_Problem statement:_ Return all of the entries, keeping every word and mark as it is.

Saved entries
================================
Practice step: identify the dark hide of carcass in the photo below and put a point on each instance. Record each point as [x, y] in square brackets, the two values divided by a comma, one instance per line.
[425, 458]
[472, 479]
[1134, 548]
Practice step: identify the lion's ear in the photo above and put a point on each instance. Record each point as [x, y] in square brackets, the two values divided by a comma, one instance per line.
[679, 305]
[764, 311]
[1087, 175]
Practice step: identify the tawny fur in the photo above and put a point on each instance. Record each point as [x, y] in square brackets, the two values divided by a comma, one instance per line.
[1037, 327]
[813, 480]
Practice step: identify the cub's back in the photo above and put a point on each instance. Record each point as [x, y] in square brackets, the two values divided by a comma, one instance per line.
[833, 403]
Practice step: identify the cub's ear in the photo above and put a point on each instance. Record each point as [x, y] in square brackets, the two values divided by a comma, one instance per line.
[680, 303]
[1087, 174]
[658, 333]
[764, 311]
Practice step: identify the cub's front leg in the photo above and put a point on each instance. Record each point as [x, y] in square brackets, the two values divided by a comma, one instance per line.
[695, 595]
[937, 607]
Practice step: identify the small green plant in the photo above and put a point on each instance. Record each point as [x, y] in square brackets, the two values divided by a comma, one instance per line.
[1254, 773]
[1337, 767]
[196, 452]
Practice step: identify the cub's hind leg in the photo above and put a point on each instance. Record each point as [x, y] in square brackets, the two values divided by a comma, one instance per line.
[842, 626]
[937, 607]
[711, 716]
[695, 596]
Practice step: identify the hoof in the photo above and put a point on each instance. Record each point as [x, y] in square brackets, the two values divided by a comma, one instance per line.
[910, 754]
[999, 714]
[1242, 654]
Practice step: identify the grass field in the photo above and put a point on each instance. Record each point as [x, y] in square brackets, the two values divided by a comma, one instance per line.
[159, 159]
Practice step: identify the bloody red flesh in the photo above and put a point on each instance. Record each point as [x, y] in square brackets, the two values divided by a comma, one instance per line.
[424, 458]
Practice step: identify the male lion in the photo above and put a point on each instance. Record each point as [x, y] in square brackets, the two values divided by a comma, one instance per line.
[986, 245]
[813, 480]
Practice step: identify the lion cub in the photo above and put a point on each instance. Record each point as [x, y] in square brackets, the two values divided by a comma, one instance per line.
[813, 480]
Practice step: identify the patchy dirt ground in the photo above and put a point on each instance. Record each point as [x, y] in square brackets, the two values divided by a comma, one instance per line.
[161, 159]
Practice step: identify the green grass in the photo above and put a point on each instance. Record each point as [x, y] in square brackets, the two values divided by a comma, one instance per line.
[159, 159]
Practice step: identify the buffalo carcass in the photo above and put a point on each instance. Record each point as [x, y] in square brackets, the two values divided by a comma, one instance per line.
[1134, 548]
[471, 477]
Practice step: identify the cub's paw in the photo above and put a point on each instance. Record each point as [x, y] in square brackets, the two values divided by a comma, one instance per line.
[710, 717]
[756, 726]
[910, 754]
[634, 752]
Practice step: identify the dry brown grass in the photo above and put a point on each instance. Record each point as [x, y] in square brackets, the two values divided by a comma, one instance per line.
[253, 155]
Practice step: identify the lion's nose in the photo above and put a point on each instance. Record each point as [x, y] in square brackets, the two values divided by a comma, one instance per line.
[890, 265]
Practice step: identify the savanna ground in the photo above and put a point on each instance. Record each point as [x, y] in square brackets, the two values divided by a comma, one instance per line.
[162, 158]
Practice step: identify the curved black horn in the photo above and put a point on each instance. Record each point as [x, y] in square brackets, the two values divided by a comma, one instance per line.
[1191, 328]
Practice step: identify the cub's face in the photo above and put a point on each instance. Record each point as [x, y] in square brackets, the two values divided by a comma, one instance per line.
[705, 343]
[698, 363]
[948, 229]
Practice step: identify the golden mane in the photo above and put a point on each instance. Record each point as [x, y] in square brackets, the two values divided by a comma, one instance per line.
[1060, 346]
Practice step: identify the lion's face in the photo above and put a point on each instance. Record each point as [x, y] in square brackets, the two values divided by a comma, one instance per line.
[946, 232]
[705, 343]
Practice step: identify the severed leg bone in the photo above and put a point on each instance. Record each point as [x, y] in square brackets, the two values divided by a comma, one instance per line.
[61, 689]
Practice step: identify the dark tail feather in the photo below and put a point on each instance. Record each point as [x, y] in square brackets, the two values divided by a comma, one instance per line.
================================
_Answer to this problem:_
Practice step: identify the dark hide of carcass in the photo below and put a point on each instance. Record each point as [x, y] in square brackets, the two values divided by a comma, one instance per line.
[425, 458]
[472, 479]
[1134, 548]
Practice step: identify the lion's ear in the photo above and put a point on each instance. Record each point as [x, y] in square brackets, the two values divided by a comma, one instance per line.
[679, 305]
[764, 311]
[1087, 175]
Practice step: identify the tawny fur in the photo above and put a point on each instance. Record each point as [x, y] in square brackets, the two values divided by a comma, one instance per line.
[1037, 327]
[813, 480]
Practice step: identify the cub's back in the photo above and put a point on each instance. Record each point as [x, y] in square brackets, the two values divided by a comma, one instance per line.
[833, 403]
Practice step: identify the cub's ear in the photo above and put a point on each instance. Record each point as [x, y] in square brackets, the two values divided by a comma, one instance per line.
[680, 303]
[1087, 174]
[658, 333]
[764, 311]
Practice step: identify the cub's front leg in the photo above and put a point on each instance. Record each point as [x, y] in square brackets, the two values divided by a comma, one instance per line.
[695, 595]
[937, 607]
Practice step: identify the small green plant in the photo above and put a point on each instance. Record each point as [x, y] in square brackets, the two values divided by a comma, one instance per line.
[1254, 773]
[1337, 767]
[196, 452]
Practice step: identify the cub's hind leg in the photo above and put a point on each instance. Record each point as [x, y] in square brackets, the two values divided by a comma, one instance per line.
[842, 626]
[937, 607]
[711, 716]
[695, 596]
Practice step: identify the hoof in the photo above and put a point on each instance. Record each point as [x, y] in square brackets, the two values divided by a comma, one instance per line.
[910, 754]
[999, 714]
[1242, 654]
Practice step: identify the grass field in the photo above and put a point on each instance. Record each point as [x, y] in square brackets, the two values divided by a comma, one instance per line.
[159, 159]
Practice step: identify the bloody red flesh in the photo above and put a point on each instance. Record each point as [x, y] in square brackets, the two values divided by a comma, one instance per line.
[424, 458]
Practice step: identify the male lion in the photo above and put a point on each instance. Record each point as [x, y] in square brackets, the two values divided by a comma, one instance per line.
[986, 245]
[813, 480]
Practice step: identify the lion cub in the photo above and put a point on each instance. Record each point as [x, y] in square brackets, the two values divided by a comma, one instance per line.
[813, 480]
Practice step: identify the patchy dirt ground in the photo above and put a point on each instance. Record each point as [x, y] in square brackets, the two values divided by a comma, one instance per line.
[161, 159]
Practice step: identify the green grass in the photo above and put a point on each instance. Record each point as [x, y] in square brackets, the two values divided by a comma, one instance per line.
[159, 159]
Practice step: identify the buffalo carcass in the photo above and put a point on each instance. Record each point as [x, y] in square brackets, the two values divided by a comma, one instance per line.
[1134, 548]
[471, 477]
Practice step: identify the cub's paw in the photo above and put a point on each instance. Record each point as [x, y] in square brackets, the two values divided by a comma, one instance per line.
[710, 717]
[756, 726]
[910, 754]
[634, 752]
Practice step: identify the dry brown grass in the photo above and put a point on each instance. Record each point as [x, y] in square brackets, the two values divided by a comma, one instance per line.
[253, 155]
Practice step: identify the lion's nose in the photo above and put a point on each instance. Record each point as [x, y] in square brackets, the two values divided by a comma, one instance per line.
[890, 265]
Practice step: identify the savanna ground in the photo above and put a point on each instance. Record each point as [x, y] in square brackets, the two values divided by a comma, one instance per line.
[162, 158]
Practice step: identify the curved black horn in the photo above and put a point on each instance. Record each point as [x, y] in square brackets, the two values divided by a comma, one instance per line.
[1191, 328]
Practice step: identify the cub's face in the photo above and put a point on each instance. Record each point as [x, y] in square brackets, the two values divided by a comma, one instance per line.
[705, 343]
[698, 363]
[948, 229]
Practice step: identify the golden mane in the photo above and put a point on each instance. Record each point as [x, y] in square brackets, the two values divided by a comma, one instance per line.
[1060, 346]
Practice step: identify the lion's face in the photo above and put a point on each instance. Record each point as [x, y] in square brackets, the two values divided by a comma, one instance per line.
[946, 232]
[705, 343]
Practice step: identify the severed leg bone in the photo above and put a point on each instance. Record each point as [x, y] in square brackets, the two values divided by a comma, one instance per line.
[61, 689]
Practice step: identify the dark tail feather in the photo below and put a point on each instance. Record each point as [x, y] in square brackets, the two values divided by a comma, one instance per line.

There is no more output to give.